EXTRACT ->
**********
Sunday, February 20, 2011

Theatre Restaurants (Vue de Monde, not Dracula's)

Venue: Vue de Monde
Style: Modern French, Molecular Gastronomy
Address: Normanby Chambers, 430 Little Collins St, Melbourne [Google Maps]
Phone: (03) 9691 3888
Hours: Lunch Tue-Fri & Sun 12:00pm-2:00pm / Dinner Mon-Sat 6:00pm-11:00pm
Prices: Lunch Express $60 / A la carte 4 courses $150 / Gastronomes 10+ courses $250
Bookings: Absolutely necessary, can be made by telephone or online

Note: Vue de Monde has since relocated to Level 55, Rialto, 525 Collins Street, Melbourne [Google Maps]



Once upon a dinner service, I was in the midst of explaining saltimbocca to a guest, when the head chef's voice came bellowing out of the bowels of the kitchen. "Nice work, genius. I'd get more value out of you as sixty kilos of mince than as a sous chef!" Stoicism was not his strong point and while the food he served was delicious, diners were regularly subjected to his theatrics, which occasionally turned into a front-of-house floorshow, provided we'd all been too busy to keep count of his vodka shots.

Melbourne's Vue de Monde was one of the first restaurants to introduce me to dining as adventure. Six years ago, I wrote that eating there had cemented my curiosity about food and my desire to step outside of my culinary comfort zone. VDM is the lovechild of the dining room and the circus, with all the promise of a formal meal service punctuated by moments of wonder and spectacle. And with a kitchen that is set up like a stage, lit up and imposing on the dining room, guests may marvel at chefs who juggle, tame wily sauces and traverse a tightrope of logistics, never breaking a sweat or resorting to Wyborowa-fuelled tirades (not during service, anyway).

Having been subjected to my rapturous blathering about The Culinary Temple over the years, an old friend of mine, newly arrived from New Zealand, suggested we pay VDM a visit. He didn't exactly have to twist my arm, as I always look forward to an opportunity to see what new dishes the kitchen has come up with (I didn't always feel so comfortable at VDM; the first time I visited, the opulence of the entrance hall alone made me feel small and unimportant – I was waiting for the maitre d' to address me in a manner similar to that which Homer Simpson is greeted with when he attempts to visit a swanky bar: "Good evening, sir. Would you please leave without a fuss right now?").
**********
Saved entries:
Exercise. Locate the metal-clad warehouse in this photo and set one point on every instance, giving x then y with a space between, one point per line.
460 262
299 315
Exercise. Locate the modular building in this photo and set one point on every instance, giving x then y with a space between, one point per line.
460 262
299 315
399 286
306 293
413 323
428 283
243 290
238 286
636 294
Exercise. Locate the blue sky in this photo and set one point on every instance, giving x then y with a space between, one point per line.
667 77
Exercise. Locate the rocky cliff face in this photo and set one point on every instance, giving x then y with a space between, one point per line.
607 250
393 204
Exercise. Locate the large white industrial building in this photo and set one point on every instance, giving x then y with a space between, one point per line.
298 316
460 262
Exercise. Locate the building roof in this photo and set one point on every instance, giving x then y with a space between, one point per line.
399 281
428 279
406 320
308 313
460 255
**********
YOUR INSTRUCTIONS ->
Name each menu option that the Prices line of the Vue de Monde review lists, and give its price.

RESPONSE AREA ->
- Lunch Express: $60
- A la carte 4 courses: $150
- Gastronomes 10+ courses: $250